Duplicate the cut comb forum thread word for word, everything from "I was told a" down to "thin surplus foundation.".

Extract provided:
=-=-=
# Cut Comb website



## Lennes (Jan 18, 2011)

Looking for a website that will take me thru the process of harvesting ,processing and packaging of cut comb to sell. 
Thanks in advance


----------



## vegasvalet (Jan 10, 2011)

Not sure if this is what you are looking for but Rossman Apiaries sells an item called ross rounds. I actually thought about trying these out, anyone else used them? Any thoughts?

http://www.gabees.com/store/product_info.php?products_id=267&osCsid=18980b68e8e87297cdbdf4efad39588b


----------



## okbees (Nov 3, 2010)

This might be what you are looking for, or at least get you started. http://beekeeperlinda.blogspot.com/2007/07/cutting-and-boxing-cut-comb-honey.html


----------



## [email protected] (Aug 1, 2004)

For the most simple and least labor for comb honey check out www.rossrounds.com.


----------



## BMAC (Jun 23, 2009)

I was told a long time ago by a beekeeper who produced over 2000 lbs of comb honey per year that RossRounds didnt work well for him at all. He swore by using the shallow frames and thin surplus foundation. 

He told me the ross rounds restricts the amount of bees that can work the comb. Lloyd can you shed some light on this? Does the Ross Rounds work better in some parts of the country and not so well in other parts where the flow is only maybe 7 days for the season?


----------



## Lennes (Jan 18, 2011)

Thanks all. I am thinking I have what I want to use to make comb honey. Was just looking for a step by step process once your have the comb on the frame. Also if someone can tell me if not all sold at a time how long does it keep in container?


----------



## [email protected] (Aug 1, 2004)
=-=-=
Listed records:

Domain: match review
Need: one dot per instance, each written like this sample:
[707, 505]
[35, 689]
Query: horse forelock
=-=-=
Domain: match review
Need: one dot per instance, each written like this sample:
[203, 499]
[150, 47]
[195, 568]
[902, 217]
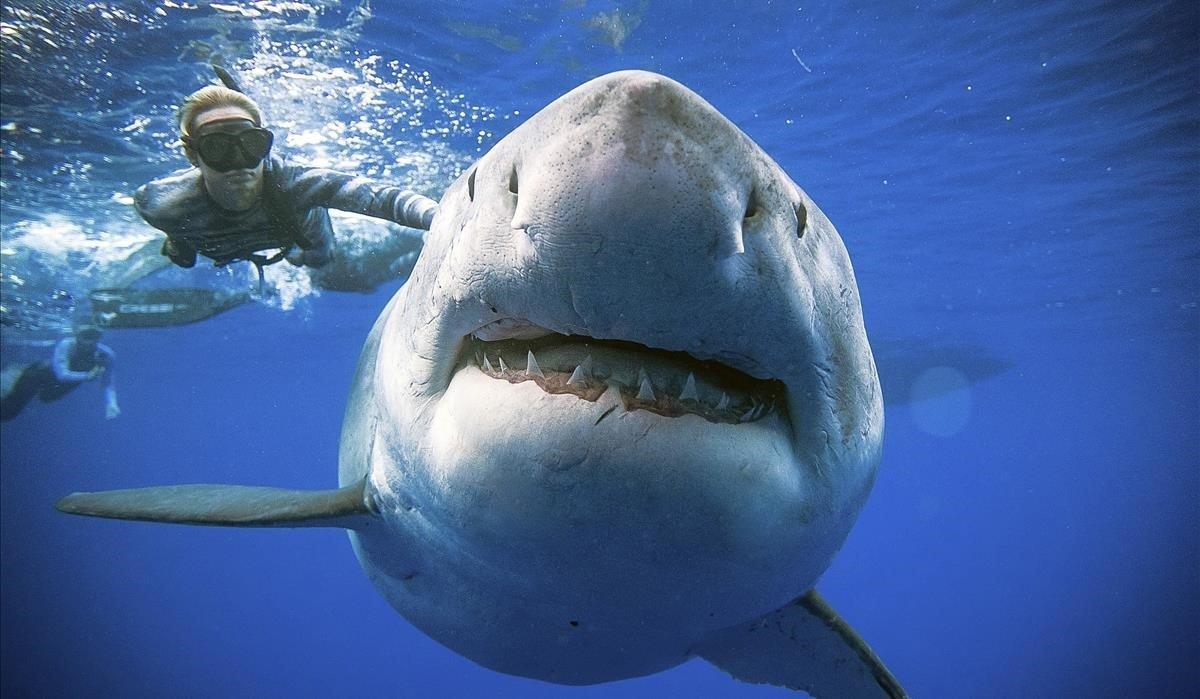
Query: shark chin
=-=-=
Reply to the exercise:
I was told a long time ago by a beekeeper who produced over 2000 lbs of comb honey per year that RossRounds didnt work well for him at all. He swore by using the shallow frames and thin surplus foundation.